◆ Supplied text ◆
···
For embedded reversing your major architectures are: x86, MIPs, ARM, and PPC. Despite what some of my amigos think PowerPC is far from dying. I say this because it is the predominate architecture that I see in the devices I’ve worked on.

Algorithms
Data structures and algorithms help out because you can start to see patterns in disassembly and will be able to know whats going on a lot faster. Aside from that, just being able to identify structures in disassembly will often bring large portions of code together for you and make your life a lot easier.

Symbols
Every so often a vendors development team will screw up and forget to strip symbols from an updated firmware image they push out. When this happens you better be on your game because they will pull it from their site in minutes upon realizing what they did. Most often firmware images do not contain symbols which makes life a lot harder. When you have 40-60,000 unnamed functions, no imports, no exports….nothing it makes life a bitch. Sometimes you can get around pretty well with just string references and figure out whats going on. Any little bit helps but sometimes it would just be so much easier to have symbols ):

Slow Roll Your Analysis
In July of last year Cody Pierce wrote a blog post on DVLABS about cross references. One of the things he bought up was identifying common functions and clearing them out early on. As you are going through a firmware image that has 60,000 functions would you prefer to repeatedly see CALL loc_67499 or would you rather see CALL print_to_term. Instead of going straight to my objective I run an idapython script that loops through and counts the number of xrefs to each function. What I will do is start at the top and work my way down. Usually performing analysis on the first 20 or so functions because they are the most xrefed functions in the image. Later you realize the pay off from this as you are going through code and you see named functions instead of CALL loc_addr/sub_addr names.
···
◆ Provided information ◆
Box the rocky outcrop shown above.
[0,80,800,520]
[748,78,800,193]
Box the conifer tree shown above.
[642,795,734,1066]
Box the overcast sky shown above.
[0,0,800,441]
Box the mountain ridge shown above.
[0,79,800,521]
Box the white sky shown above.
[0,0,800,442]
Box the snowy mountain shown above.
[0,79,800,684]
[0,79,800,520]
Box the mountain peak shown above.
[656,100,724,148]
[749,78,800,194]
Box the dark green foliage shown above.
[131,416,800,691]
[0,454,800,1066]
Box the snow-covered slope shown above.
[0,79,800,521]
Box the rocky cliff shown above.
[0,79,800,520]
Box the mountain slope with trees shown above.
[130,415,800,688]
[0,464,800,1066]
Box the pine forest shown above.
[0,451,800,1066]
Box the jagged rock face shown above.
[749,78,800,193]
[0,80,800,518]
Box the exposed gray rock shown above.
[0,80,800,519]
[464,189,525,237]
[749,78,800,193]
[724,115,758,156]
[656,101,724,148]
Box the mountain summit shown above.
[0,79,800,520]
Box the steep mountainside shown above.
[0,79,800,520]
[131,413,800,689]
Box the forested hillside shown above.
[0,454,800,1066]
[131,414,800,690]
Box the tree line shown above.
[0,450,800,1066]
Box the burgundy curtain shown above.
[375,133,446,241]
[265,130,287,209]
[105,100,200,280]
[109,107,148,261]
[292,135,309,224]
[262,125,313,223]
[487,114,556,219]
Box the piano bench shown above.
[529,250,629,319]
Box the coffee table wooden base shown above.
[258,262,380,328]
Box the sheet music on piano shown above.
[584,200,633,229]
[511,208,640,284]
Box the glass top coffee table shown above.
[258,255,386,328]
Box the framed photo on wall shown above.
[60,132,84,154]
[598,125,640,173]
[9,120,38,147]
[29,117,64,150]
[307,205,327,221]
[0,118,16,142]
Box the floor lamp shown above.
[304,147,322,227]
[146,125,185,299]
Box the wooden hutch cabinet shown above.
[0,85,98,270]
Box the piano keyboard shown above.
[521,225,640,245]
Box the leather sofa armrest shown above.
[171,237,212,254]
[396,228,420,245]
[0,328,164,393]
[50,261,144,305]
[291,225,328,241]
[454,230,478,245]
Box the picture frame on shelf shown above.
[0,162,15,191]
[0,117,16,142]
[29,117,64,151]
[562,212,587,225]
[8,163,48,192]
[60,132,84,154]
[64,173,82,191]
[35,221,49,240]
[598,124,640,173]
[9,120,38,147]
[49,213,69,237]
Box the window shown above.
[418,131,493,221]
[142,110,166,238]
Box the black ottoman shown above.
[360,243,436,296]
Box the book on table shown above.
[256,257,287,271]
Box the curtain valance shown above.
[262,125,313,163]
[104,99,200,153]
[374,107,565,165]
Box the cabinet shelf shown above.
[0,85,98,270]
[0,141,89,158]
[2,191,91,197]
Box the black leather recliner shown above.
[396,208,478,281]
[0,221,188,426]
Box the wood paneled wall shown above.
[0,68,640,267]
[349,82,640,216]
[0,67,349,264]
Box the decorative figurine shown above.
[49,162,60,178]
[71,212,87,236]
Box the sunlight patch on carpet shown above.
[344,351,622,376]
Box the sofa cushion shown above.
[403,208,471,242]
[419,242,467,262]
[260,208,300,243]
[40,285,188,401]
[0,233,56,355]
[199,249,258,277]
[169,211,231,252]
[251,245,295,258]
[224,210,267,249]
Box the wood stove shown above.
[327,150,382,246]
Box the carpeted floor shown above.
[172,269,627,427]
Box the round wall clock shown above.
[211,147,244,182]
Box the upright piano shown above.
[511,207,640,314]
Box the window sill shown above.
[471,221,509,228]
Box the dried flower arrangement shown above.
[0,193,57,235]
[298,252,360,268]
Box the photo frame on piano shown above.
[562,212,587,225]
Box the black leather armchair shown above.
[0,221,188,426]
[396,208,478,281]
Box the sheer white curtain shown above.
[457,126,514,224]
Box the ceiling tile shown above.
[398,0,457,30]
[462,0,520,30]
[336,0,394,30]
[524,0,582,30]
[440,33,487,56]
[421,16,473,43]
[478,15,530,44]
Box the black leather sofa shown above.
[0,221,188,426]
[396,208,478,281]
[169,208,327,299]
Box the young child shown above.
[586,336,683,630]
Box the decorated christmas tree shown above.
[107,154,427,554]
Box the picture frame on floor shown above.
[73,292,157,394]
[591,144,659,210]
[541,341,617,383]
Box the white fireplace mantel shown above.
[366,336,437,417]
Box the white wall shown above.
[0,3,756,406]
···
◆ Work to complete ◆
1. Translate this sentence from the article on reversing embedded firmware into Spanish: "Most often firmware images do not contain symbols which makes life a lot harder."
2. In the article on reversing embedded firmware, why does the author begin with the first 20 or so functions in the xref count rather than going straight to the objective? Answer in one to three sentences.
3. Carry on with the article on reversing embedded firmware, picking up right after its final sentence.

◆ Numbered answers ◆
1. La mayoría de las veces, las imágenes de firmware no contienen símbolos, lo que hace la vida mucho más difícil.

2. Those functions are the most cross-referenced in the image. Analyzing and naming them early pays off later: while going through the code, the author sees named functions instead of CALL loc_addr/sub_addr names.

3.
Magic Numbers
Get intimately familiar with magic numbers! From ELF to compression they will come in handy if you have them embedded into your brain. Most firmware images are compressed with some algorithm, in some cases you will see numerous compression blocks. Being able to identify these numbers in a hexeditor will save you a lot of time when trying to find what you are really looking for. Many times the first few segments are not compressed and consist of bootloader code and the decompression routine. The meat of what you are looking for is most likely compressed!


HexEditor

This is another thing you need to have a good relationship with. Unlike PE files and ELF files you can’t just drop a binary image into IDA Pro and get magical results. You will need to open the binary in a hex editor first, identify structs and code from the bootloader and decompression routine. Your hex editor will also come in very handy when mapping the general layout of the image. Your next logical place in the hex editor is to remove the data before your compressed code so you can decompress it.